**TASK INSTRUCTIONS:** Edit the lines below from the one containing "Find the small" through the last line: swap "pier" for "jetty" and keep everything else the same.

**DATA FOR PROCESSING:**
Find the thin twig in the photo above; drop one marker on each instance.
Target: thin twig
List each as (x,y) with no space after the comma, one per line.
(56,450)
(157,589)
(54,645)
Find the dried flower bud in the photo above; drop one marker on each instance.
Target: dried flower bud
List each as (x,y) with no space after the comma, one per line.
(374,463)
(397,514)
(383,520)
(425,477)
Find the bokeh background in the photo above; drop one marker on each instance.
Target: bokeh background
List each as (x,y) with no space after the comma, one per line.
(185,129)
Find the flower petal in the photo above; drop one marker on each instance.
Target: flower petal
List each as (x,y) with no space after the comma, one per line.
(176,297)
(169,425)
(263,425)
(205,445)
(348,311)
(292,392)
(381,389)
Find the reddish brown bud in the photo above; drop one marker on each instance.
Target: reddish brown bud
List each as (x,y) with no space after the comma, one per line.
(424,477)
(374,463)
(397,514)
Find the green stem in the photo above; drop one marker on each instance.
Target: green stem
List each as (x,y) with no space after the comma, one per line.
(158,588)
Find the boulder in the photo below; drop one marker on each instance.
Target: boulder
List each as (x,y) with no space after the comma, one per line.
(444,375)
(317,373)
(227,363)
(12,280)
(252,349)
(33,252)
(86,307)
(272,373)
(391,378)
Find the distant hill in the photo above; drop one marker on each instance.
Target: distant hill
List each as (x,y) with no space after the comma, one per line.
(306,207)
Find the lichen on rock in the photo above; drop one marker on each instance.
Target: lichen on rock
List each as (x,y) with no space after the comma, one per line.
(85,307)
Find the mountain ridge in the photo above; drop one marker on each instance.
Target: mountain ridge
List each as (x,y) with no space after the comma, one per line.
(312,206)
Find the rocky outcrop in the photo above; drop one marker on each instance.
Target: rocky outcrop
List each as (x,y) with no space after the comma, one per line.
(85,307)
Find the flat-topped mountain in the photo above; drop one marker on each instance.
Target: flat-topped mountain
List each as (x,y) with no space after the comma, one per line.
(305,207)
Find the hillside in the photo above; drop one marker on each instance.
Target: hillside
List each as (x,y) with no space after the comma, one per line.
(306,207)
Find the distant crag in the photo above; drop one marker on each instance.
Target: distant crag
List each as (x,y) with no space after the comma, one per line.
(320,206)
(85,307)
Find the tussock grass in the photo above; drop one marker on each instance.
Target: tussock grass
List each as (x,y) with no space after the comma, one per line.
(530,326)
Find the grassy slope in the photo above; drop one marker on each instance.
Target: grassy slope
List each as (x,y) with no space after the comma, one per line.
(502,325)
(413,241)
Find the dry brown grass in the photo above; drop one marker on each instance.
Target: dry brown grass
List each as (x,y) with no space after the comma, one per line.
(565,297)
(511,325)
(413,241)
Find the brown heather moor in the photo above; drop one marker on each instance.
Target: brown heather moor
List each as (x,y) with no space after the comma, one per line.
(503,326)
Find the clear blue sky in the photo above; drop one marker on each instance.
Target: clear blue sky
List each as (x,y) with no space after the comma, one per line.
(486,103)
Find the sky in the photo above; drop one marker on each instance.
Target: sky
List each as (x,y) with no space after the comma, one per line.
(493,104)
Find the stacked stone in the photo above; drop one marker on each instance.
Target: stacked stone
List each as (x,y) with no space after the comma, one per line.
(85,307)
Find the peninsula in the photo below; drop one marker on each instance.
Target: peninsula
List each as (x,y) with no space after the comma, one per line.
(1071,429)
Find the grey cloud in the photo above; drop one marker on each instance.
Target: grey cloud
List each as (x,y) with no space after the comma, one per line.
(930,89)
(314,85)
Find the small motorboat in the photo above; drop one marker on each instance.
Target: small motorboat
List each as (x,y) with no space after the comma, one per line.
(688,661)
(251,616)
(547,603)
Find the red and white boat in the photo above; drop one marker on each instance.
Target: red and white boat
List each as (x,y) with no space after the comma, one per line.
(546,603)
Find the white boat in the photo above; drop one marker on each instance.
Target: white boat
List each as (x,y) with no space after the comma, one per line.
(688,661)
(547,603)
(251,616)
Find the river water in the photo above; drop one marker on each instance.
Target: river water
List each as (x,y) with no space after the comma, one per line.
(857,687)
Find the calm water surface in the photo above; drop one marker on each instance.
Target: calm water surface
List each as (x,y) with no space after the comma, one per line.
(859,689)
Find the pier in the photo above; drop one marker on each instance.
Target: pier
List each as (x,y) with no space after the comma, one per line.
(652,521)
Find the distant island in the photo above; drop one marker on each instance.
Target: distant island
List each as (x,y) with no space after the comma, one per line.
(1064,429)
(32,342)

**OUTPUT BELOW:**
Find the small motorboat in the photo above; drop one marker on each instance.
Target: small motorboat
List each as (x,y) with no space after the comma, one per line.
(688,661)
(251,616)
(547,603)
Find the red and white boat in the photo above; drop one marker on each instance.
Target: red and white boat
List each as (x,y) with no space after the comma, one per line.
(546,603)
Find the white boat in the photo above; drop one marker on each instance.
Target: white boat
List each as (x,y) with no space after the comma, one per line.
(688,661)
(547,603)
(251,616)
Find the river water in the photo above; drop one marker on each instance.
Target: river water
List each as (x,y) with no space after the comma, one per line.
(857,687)
Find the calm water surface in the photo above; drop one marker on each instance.
Target: calm water surface
List each as (x,y) with no space after the comma, one per line.
(859,689)
Find the jetty in the photo above; drop one marker on each instance.
Target: jetty
List each as (x,y) with no space after the comma, one per line.
(652,521)
Find the distant island in the photo above; drop one marker on each instance.
Target: distant island
List each as (x,y) with no space after the comma, one per line.
(1064,429)
(32,342)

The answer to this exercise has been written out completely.